- **Source text**
_____
# Free blastbeat libraries?



## tuttermuts (Jan 3, 2018)

Hey guys

Long story short, one of the bands I'm in is in a situation where I'll probably be taking over the drums for a while in the shape of backing tracks. I've got superior drummer and some freeware vsts that will do the job as a placeholder. But I don't have any midi libraries that I can drag and drop to get something going quickly/on-the-go so to speak. (for example say we decide to change a part of a song mid rehearsal)

Any ideas? Currently I don't feel like spending any money on drumpacks yet since the situation isn't a 100% certain as to what's going to happen.

Thanks!


----------



## metallifan3091 (Jan 4, 2018)

Are you comfortable with writing drum tracks yourself? If so, you can throw together some simple patterns in Guitar Pro/Tux Guitar/similar software, then export them as MIDI files as you see fit. I don't know if this is the easiest way to solve your problem, but it's the way that I deal with writing drums personally. I write most of my guitar tracks and whatnot out in GP also, so having the drum tracks there is convenient for me.


----------



## tuttermuts (Jan 5, 2018)

I do write from scratch every now n then both DAW and gp, but what I'm looking for right now is something that I can use on the fly. 
Just might have to write a bunch of blastbeats in a single reaper file and just copy past parts from there if I need something.


----------



## metallifan3091 (Jan 5, 2018)

Gotcha. My thinking was that you could sort of build a library for yourself in your down time, then just drag and drop the bits that you want to use on the fly. Might be more trouble than it's worth, but I only use one or two blast beat patterns myself so it wouldn't take all that long.


----------



## TonyFlyingSquirrel (Jan 8, 2018)

The Beta Monkey (Double Bass Mania) library is full of a plethora of one shots and loops including blast beats, but in multiple tempo's and time signatures, and the beauty is, most of them are all on the same kit, so continuity is consistent. I have vol 1 through 7 and it's come in quite handy for me in drag/drop loops into projects.


----------
_____
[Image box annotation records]
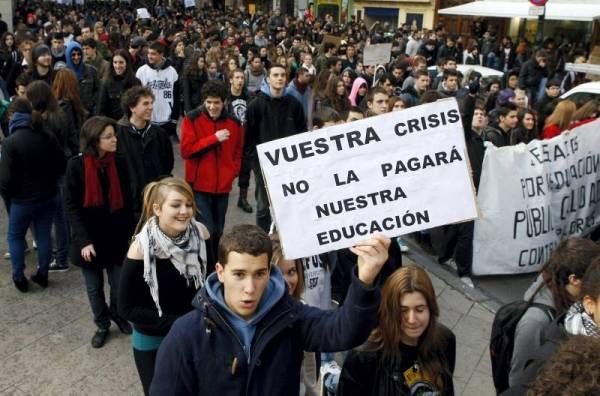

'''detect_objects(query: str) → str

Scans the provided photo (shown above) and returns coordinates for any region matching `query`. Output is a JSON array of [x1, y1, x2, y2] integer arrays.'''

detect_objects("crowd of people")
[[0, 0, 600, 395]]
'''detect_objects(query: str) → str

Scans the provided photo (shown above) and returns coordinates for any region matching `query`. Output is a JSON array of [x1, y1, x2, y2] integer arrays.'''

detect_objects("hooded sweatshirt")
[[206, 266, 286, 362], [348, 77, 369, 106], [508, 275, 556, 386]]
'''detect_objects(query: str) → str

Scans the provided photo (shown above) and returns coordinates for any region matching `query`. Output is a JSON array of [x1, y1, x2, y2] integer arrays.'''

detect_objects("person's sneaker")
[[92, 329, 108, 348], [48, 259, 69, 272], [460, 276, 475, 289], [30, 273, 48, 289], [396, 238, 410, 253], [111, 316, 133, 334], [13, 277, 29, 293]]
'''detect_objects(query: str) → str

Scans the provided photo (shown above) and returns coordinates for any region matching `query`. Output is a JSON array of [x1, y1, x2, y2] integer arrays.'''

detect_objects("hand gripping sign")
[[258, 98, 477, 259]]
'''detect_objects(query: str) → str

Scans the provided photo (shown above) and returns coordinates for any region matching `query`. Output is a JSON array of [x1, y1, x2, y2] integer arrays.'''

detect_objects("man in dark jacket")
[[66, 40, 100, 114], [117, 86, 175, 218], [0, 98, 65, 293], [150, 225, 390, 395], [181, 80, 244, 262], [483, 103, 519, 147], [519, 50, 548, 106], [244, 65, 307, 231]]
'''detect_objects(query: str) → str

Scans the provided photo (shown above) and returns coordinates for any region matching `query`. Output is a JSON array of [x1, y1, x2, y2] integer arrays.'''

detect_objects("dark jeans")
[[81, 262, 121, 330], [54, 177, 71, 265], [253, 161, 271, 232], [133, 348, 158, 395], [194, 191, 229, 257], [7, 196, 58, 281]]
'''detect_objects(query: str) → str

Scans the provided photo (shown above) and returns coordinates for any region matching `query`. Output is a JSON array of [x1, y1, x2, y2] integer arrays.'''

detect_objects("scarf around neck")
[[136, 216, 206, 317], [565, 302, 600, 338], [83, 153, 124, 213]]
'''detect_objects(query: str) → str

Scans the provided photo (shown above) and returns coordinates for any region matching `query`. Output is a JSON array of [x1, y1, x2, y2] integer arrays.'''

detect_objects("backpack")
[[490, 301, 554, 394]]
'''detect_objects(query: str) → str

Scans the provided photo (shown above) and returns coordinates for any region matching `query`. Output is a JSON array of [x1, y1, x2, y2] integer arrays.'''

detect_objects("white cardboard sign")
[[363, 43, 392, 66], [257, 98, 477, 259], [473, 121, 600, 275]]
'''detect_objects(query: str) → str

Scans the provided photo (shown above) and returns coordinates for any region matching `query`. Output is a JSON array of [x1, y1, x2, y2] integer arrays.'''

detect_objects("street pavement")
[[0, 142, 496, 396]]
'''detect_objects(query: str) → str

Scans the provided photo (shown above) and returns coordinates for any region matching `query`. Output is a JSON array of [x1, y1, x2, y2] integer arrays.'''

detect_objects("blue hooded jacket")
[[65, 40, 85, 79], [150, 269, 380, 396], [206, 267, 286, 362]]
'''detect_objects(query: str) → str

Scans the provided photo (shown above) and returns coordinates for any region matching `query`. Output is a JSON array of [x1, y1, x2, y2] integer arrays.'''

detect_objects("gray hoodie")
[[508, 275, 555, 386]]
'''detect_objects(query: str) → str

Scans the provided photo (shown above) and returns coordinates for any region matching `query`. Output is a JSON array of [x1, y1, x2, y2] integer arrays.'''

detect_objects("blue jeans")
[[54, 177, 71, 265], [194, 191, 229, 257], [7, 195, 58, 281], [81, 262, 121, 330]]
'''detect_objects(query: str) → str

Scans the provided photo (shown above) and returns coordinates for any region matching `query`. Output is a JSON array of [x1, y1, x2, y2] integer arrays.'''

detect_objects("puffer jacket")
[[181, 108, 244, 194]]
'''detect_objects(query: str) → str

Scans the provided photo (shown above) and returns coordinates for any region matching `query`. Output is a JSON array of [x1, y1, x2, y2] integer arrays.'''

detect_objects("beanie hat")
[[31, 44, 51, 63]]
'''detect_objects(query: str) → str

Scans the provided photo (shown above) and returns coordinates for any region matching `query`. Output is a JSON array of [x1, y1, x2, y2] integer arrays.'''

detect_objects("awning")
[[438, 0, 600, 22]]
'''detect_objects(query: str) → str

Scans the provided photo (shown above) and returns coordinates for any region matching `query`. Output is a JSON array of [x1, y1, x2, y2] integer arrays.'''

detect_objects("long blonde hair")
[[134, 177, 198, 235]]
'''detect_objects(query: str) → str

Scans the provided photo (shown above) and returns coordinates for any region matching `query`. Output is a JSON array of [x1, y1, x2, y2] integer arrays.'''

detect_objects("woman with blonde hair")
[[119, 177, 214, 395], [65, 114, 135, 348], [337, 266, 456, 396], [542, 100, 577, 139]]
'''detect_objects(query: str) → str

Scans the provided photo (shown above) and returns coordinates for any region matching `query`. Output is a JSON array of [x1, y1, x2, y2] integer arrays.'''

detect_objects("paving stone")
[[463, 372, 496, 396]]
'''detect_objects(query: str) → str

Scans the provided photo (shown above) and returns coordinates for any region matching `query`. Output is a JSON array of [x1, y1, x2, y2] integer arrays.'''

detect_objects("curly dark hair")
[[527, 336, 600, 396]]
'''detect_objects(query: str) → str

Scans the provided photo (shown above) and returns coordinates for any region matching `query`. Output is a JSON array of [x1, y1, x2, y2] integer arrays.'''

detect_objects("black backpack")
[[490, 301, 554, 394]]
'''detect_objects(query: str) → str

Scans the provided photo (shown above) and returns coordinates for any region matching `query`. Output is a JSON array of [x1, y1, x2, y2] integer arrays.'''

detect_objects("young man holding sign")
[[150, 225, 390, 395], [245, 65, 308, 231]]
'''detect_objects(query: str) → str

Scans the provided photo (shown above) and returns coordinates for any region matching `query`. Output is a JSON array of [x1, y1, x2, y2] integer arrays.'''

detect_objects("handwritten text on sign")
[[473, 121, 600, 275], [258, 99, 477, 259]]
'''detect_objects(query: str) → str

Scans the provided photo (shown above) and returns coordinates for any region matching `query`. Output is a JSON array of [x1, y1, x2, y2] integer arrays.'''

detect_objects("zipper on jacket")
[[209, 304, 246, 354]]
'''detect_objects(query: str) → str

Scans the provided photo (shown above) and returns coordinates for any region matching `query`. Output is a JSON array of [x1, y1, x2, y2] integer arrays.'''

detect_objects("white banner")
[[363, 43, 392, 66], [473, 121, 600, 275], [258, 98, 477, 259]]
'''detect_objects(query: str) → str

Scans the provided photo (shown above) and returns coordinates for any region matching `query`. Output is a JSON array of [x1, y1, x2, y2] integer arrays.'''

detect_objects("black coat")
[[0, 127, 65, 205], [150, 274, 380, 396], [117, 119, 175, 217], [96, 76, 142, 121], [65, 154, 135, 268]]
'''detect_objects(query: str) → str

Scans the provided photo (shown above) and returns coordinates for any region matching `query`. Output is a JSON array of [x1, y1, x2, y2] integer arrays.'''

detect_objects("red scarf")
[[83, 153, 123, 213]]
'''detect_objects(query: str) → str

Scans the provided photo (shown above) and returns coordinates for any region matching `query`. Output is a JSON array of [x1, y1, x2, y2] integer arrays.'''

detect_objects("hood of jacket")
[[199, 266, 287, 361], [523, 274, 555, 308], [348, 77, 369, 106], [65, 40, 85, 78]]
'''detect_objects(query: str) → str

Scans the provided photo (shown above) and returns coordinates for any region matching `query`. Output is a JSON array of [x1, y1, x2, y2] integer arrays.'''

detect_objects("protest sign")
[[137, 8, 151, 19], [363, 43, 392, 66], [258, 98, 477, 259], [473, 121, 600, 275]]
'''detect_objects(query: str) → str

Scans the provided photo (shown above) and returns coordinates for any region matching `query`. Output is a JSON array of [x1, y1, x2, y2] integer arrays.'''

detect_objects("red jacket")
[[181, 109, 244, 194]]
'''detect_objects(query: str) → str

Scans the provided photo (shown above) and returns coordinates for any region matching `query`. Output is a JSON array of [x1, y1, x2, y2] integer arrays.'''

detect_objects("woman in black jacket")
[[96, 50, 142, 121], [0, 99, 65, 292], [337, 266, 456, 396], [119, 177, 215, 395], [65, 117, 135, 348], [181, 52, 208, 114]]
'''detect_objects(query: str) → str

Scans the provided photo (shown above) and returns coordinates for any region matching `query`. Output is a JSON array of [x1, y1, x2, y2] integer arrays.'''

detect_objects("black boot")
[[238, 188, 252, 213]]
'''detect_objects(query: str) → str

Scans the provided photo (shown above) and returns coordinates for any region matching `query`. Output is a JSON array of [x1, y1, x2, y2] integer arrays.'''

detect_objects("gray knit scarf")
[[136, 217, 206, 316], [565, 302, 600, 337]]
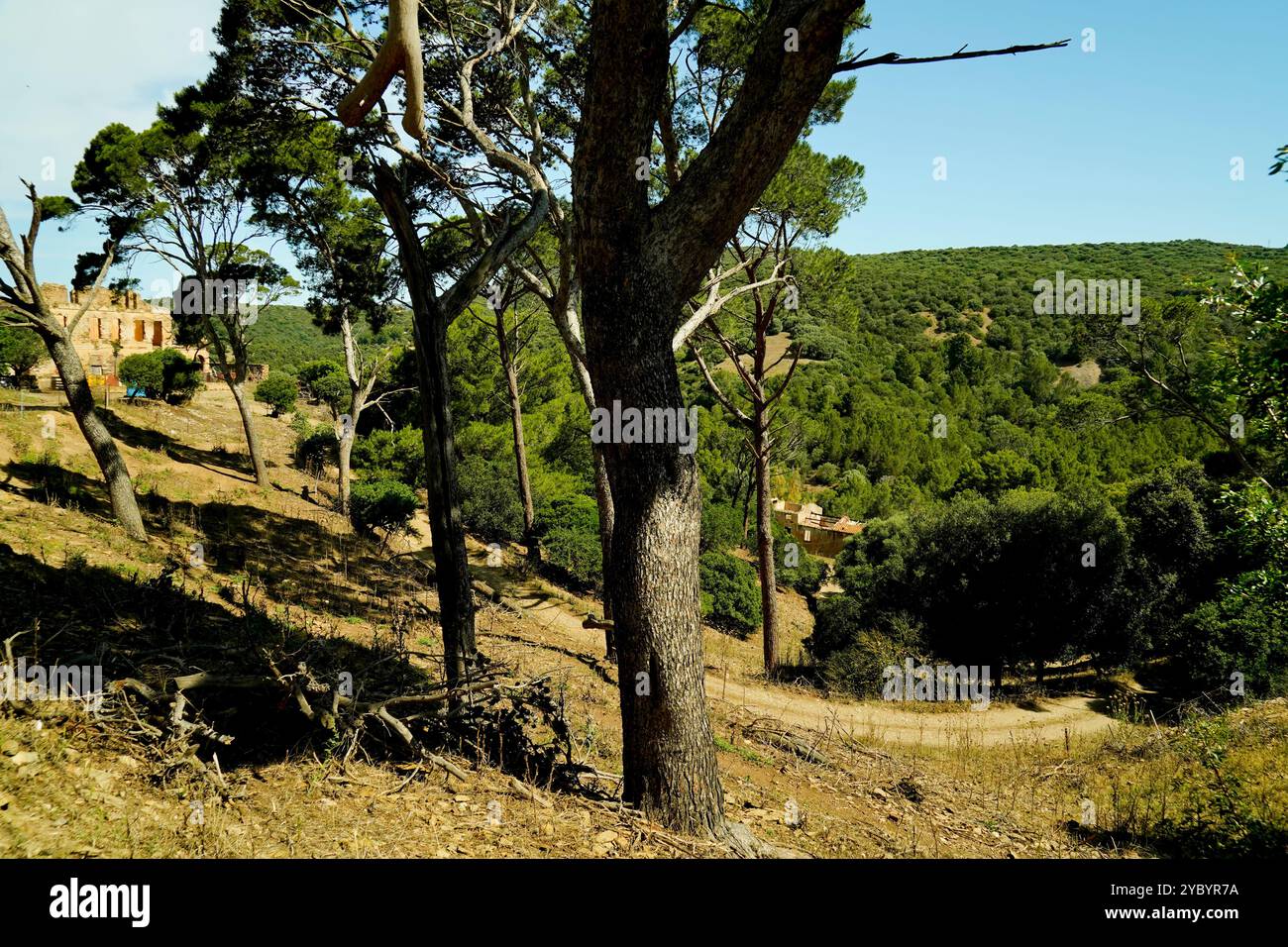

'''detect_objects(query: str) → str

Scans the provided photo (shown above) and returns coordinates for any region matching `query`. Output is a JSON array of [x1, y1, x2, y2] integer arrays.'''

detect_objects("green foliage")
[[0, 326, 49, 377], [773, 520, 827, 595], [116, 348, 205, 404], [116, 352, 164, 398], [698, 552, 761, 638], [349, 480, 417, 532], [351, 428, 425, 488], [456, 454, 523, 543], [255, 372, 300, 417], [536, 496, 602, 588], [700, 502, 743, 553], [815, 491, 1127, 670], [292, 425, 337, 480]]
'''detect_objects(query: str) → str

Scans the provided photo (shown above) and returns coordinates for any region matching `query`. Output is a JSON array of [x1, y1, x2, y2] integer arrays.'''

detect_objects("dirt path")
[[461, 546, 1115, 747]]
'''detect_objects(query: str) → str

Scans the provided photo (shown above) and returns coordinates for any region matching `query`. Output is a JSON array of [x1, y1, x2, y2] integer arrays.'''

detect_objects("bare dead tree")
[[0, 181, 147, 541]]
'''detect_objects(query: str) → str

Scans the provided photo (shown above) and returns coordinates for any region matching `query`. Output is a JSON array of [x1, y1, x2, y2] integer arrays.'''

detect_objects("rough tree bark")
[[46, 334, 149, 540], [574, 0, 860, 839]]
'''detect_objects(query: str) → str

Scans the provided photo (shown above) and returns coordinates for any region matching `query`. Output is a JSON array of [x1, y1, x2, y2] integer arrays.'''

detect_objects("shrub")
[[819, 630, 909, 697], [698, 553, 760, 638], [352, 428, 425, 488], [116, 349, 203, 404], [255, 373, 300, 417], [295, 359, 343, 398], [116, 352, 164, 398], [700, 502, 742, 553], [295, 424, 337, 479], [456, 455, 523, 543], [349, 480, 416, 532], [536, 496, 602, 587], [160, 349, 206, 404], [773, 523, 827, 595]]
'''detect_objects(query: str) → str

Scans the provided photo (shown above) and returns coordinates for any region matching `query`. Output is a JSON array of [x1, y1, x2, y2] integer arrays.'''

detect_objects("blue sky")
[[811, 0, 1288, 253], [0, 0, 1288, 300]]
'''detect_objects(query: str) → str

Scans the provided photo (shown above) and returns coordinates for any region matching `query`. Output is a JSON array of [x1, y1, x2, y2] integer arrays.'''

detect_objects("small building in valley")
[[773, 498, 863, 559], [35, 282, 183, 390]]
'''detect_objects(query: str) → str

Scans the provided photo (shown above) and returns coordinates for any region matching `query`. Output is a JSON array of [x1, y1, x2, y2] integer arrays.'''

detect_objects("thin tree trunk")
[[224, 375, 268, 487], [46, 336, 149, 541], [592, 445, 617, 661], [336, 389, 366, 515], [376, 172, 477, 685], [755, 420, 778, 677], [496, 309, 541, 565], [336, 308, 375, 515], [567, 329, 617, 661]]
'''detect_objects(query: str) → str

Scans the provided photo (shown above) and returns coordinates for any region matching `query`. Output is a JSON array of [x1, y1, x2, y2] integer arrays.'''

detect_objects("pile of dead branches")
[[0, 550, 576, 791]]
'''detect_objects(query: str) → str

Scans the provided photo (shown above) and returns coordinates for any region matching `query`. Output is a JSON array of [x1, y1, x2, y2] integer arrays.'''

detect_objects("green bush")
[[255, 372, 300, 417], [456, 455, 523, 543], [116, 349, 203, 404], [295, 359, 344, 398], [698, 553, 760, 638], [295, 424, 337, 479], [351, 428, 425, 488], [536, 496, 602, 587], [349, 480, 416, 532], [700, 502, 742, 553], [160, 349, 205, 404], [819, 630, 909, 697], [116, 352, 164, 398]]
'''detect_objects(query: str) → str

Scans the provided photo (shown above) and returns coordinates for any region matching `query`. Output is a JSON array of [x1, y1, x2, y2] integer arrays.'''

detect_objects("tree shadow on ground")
_____
Can you update the forum thread's passage starting with "I do write from" and going on through "I need something.", writing it out again with "reaper" changed to "Reaper"?

I do write from scratch every now n then both DAW and gp, but what I'm looking for right now is something that I can use on the fly. 
Just might have to write a bunch of blastbeats in a single Reaper file and just copy past parts from there if I need something.